— PROMPT —
Please output the lines shown below exactly as they appear.

/---

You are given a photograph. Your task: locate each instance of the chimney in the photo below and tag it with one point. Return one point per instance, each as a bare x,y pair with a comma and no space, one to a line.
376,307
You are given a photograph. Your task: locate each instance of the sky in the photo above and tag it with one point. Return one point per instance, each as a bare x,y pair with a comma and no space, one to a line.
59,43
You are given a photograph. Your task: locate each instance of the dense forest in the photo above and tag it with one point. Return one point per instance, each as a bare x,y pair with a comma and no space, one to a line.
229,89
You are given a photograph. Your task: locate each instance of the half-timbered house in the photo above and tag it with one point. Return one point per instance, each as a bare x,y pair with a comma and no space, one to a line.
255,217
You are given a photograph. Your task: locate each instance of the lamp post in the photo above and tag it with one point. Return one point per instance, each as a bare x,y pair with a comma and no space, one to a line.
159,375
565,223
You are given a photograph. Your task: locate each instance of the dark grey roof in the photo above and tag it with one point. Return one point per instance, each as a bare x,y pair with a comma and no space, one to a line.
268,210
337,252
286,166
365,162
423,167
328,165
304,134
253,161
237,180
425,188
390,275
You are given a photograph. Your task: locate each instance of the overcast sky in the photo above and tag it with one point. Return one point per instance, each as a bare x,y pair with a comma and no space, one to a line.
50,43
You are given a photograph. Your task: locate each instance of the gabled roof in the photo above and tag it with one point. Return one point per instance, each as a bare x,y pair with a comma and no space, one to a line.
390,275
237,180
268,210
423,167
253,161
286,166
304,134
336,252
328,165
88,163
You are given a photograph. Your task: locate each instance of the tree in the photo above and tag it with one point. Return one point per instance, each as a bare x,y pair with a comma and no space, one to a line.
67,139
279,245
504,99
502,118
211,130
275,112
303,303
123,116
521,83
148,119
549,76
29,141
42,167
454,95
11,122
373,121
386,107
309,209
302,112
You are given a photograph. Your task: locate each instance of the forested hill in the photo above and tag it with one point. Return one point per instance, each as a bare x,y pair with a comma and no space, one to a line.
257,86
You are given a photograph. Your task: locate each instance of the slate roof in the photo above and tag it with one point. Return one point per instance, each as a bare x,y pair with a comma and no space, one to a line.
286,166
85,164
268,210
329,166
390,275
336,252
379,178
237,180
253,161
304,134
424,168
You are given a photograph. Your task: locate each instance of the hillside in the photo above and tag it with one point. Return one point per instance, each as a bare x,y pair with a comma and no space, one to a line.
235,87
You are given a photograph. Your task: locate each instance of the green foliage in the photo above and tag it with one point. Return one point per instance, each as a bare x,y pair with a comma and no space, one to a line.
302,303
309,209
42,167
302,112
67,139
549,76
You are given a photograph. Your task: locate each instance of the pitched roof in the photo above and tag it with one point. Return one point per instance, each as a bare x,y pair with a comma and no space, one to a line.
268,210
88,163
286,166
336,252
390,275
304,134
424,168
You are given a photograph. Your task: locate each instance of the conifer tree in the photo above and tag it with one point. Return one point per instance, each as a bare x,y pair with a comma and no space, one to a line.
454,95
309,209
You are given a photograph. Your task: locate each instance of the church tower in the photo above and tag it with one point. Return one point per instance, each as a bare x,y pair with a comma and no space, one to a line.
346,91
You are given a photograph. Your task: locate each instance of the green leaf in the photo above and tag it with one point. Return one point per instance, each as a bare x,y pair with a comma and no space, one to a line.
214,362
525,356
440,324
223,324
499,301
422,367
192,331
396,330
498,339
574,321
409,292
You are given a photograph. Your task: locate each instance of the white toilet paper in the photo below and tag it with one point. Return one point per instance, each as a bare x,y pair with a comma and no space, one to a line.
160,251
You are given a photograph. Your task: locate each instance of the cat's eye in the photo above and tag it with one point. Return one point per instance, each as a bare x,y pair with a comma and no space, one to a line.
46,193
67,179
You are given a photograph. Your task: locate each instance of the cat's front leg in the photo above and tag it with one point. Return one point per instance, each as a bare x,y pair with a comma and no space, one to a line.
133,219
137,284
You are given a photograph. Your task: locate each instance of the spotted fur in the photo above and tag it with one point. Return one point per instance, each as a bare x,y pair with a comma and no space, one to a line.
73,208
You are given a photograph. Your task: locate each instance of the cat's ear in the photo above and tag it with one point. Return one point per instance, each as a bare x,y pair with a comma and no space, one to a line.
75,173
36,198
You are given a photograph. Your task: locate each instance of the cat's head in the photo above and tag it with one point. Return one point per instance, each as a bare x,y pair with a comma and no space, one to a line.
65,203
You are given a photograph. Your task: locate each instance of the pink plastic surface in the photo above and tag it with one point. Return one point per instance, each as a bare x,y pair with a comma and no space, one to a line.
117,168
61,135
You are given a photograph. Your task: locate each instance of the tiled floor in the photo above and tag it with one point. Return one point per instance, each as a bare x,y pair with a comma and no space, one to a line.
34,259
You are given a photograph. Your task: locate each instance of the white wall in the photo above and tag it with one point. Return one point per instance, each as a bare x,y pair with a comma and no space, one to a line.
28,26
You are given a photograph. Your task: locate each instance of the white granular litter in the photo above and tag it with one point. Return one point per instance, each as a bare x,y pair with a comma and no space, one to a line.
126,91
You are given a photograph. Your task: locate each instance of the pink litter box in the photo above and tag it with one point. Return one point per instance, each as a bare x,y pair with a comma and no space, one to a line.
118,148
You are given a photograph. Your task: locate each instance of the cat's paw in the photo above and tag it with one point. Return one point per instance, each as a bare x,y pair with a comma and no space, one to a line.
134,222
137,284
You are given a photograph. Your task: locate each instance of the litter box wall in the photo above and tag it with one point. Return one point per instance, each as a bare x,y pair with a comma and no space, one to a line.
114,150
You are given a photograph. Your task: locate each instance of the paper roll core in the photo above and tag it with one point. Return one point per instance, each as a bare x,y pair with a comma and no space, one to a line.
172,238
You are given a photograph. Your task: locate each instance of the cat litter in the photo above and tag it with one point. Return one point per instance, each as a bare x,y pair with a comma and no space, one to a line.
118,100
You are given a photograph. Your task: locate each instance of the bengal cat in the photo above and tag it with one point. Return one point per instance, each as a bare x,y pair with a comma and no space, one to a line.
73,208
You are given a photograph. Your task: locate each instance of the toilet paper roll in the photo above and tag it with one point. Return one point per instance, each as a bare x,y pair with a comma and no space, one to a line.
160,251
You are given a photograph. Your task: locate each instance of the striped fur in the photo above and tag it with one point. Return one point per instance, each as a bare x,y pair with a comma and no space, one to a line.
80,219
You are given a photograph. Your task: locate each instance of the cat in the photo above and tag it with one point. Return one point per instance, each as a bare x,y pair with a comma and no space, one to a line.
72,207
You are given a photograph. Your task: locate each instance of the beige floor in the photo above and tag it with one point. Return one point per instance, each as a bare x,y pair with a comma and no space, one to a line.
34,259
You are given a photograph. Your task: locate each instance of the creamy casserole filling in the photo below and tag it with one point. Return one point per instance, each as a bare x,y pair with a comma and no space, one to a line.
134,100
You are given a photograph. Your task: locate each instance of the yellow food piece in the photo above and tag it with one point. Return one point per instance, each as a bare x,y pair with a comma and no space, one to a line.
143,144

\---

— WRITTEN RESPONSE —
You are given a photograph. Your task: locate each instance of the chimney in the photo below and tag it with one point. Return one point per instance, each as a bare x,y pair with a comma and no space, one to a line.
376,307
You are given a photograph. Your task: locate each instance of the sky in the photo above and tag it with one point. Return one point per instance, each as a bare x,y pair with a comma and no space, one to a line.
59,43
You are given a photograph. Your task: locate each instance of the dense forest in the photo above and tag it with one point. Return one point per instance, each as a bare x,y pair with a comma and no space, one to a line.
229,89
You are given a photograph. Your task: locate each instance of the half-timbered house in the photo above and tag it with one point. Return one point per instance, each as a bare x,y pair with a comma and no space, one to a line.
255,217
You are given a photograph. Your task: locate each instance of the lamp post in the photo above and tag it with one point. Return one point per instance, each as a bare x,y pair with a comma and no space, one to a line.
159,375
565,223
You are given a photograph. Your task: locate each instance of the dark grey roof in the photo above and tag it with one point. Return one point per instance, each as a bare x,y pair with a comma and no space, one to a line.
268,210
337,252
286,166
365,162
423,167
328,165
304,134
253,161
237,180
425,188
390,275
You are given a photograph. Your task: locate each instance of the overcast sky in the photo above and tag it with one point. Return one point per instance, each as a bare x,y pair with a comma and no space, one to a line.
50,43
You are given a photograph. Your task: locate each instance of the gabled roof in the photo above and tag it with one point. Return one point per instance, each as a bare x,y pair with a comma and no space, one to a line.
390,275
237,180
268,210
423,167
253,161
286,166
304,134
336,252
328,165
88,163
You are given a photograph. Your task: locate each instance of the tree in the photo above and tag it with one point. Return one point per instance, each as a bare x,y pair with a comma and no space, one to a line.
67,139
279,245
504,99
502,118
211,130
275,112
303,303
123,116
521,83
148,119
549,76
29,141
42,167
454,95
11,122
373,121
386,107
309,209
302,112
You are given a photograph. Your task: locate each instance of the forested hill in the photo above and tag it with one point. Return one point per instance, each as a bare x,y pair with a comma and no space, one to a line.
257,86
You are given a photograph. Your task: locate each instance of the slate roof in the photo above and tag it with one point. Return one point per instance, each as a bare x,y pair with a comma and no space, one to a line.
286,166
85,164
268,210
329,166
390,275
336,252
379,178
237,180
253,161
304,134
424,168
You are given a photograph. Your task: locate each instance of the hillside in the photo above and tag it with one point. Return one point per instance, each as a bare x,y pair with a comma and no space, one to a line.
235,87
You are given a photograph. Your task: locate each instance of the green foliage in the photo above and tag it with one point. Return one point per instance, each as a bare x,y pair with a comma and no space, one to a line.
302,303
309,209
42,167
302,112
67,139
549,76
You are given a photograph. Your task: locate each instance of the pitched roof in the photo above and tag it with one point. Return one point per instance, each as a bare x,y pair with a comma and no space, one to a line.
268,210
88,163
286,166
336,252
390,275
304,134
424,168
You are given a photograph. Your task: locate each instance of the conifer tree in the photo above and tag it with one point. Return one point per instance, each as a bare x,y pair with a comma and no space, one to a line.
454,95
309,209
You are given a photograph. Your task: locate each instance of the church tower in the photo above and tag it with one point. Return one point per instance, each as a bare x,y pair with a comma and no space, one to a line.
346,91
You are given a photograph. Your task: locate each instance of the green leaf in the photo above and tag it with one point. Return one point per instance, each as a bare x,y pair with a comma and no space, one to a line.
214,362
525,356
440,324
223,324
499,301
422,367
192,331
396,330
498,339
574,321
409,292
You are given a photograph. Your task: locate each instance of the white toilet paper in the photo below and tag it with one point. Return one point per instance, each as a bare x,y pair with a comma and no space, one to a line.
160,251
You are given a photograph. Your task: locate each instance of the cat's eye in the photo above and tag it with one point. Return one point per instance, each as a bare x,y pair with a comma and no space, one to a line.
46,193
67,179
You are given a photograph. Your task: locate each instance of the cat's front leg in the photo above and tag it with one point. Return one point per instance, each as a bare x,y pair with a comma and no space, one to a line.
133,219
137,284
You are given a photograph. Your task: locate each instance of the spotted fur in the photo above and tag it with one point. Return one point per instance, each as a bare x,y pair with a comma and no space, one to a line.
73,208
You are given a photograph. Your task: locate each instance of the cat's ear in the photo above and tag it with one point. Return one point per instance, each as a bare x,y pair with a comma and no space, one to a line.
75,173
36,198
You are given a photograph. Your task: locate each instance of the cat's head in the photo above and tag it with one point. Return one point per instance, each as a bare x,y pair with a comma and no space, one to a line.
65,203
You are given a photograph. Your task: locate each instance of the pink plastic surface in the photo above and tag it with one point. Return one point per instance, each as a bare x,y pair with a comma and no space, one to a line.
117,168
61,135
You are given a photograph. Your task: locate each instance of the tiled floor in the photo above and tag it with one point. Return one point per instance, each as a bare x,y pair with a comma and no space, one to a line.
34,259
You are given a photograph. Your task: locate each instance of the white wall in the photo above and tag it with one point. Return one point per instance, each as a bare x,y pair with a comma and no space, one to a line.
28,26
You are given a photograph. Your task: locate each instance of the white granular litter in the photo above and tag it with one point. Return one point per instance, each as a bare x,y pair with a comma and no space, one to a line.
126,91
You are given a photograph. Your task: locate each instance of the pink litter box in the photo above and tag it with one point. Return one point per instance, each as a bare x,y pair with a comma and no space, one to a line.
118,148
You are given a photograph. Your task: locate each instance of the cat's paw in the photo above and tag it with one point. Return one point per instance, each as a bare x,y pair with a comma and no space, one to a line.
134,222
137,284
You are given a photograph. Your task: locate each instance of the litter box wall in the photo above and tag it with one point. Return one point per instance, each as a bare x,y pair with a comma and no space, one to a line.
114,150
You are given a photograph. Your task: locate each instance of the paper roll core in the photo above and tag it with one point. Return one point per instance, each as a bare x,y pair with a comma and no space, one to a line.
172,238
You are given a photograph. Your task: locate each instance of the cat litter in the photo above and tag it with one point. Return one point per instance, each as a bare x,y pair with a comma and no space, one to a line.
118,100
You are given a photograph. Your task: locate each instance of the bengal cat in the photo above and tag it with one point. Return one point per instance, each as a bare x,y pair with a comma and no space, one to a line.
73,208
You are given a photograph. Your task: locate each instance of the toilet paper roll in the photo above and tag it with one point. Return one point per instance, each as a bare x,y pair with a comma and no space, one to a line.
160,251
You are given a photograph. Your task: locate each instance of the striped fur in the photo above and tag it with one point. Return one point per instance, each as a bare x,y pair with a comma and no space, one to a line.
80,219
You are given a photograph. Your task: locate each instance of the cat in the photo above and tag it with one point. Return one point per instance, each as a bare x,y pair with a comma and no space, one to a line.
72,207
You are given a photograph. Your task: locate each instance of the beige floor in the photo above and tag it with one point. Return one point per instance, each as a bare x,y pair with a comma and no space, one to a line.
34,259
You are given a photograph. Your task: locate each instance of the creamy casserole filling in the photo below and tag it with one point. Return one point per instance, each as a bare x,y pair with a comma and no space, one to a line.
134,100
You are given a photograph. Your task: locate each instance of the yellow food piece in the photo above and tag it with one point. Return one point per instance, each as a bare x,y pair with a comma and no space, one to a line.
143,144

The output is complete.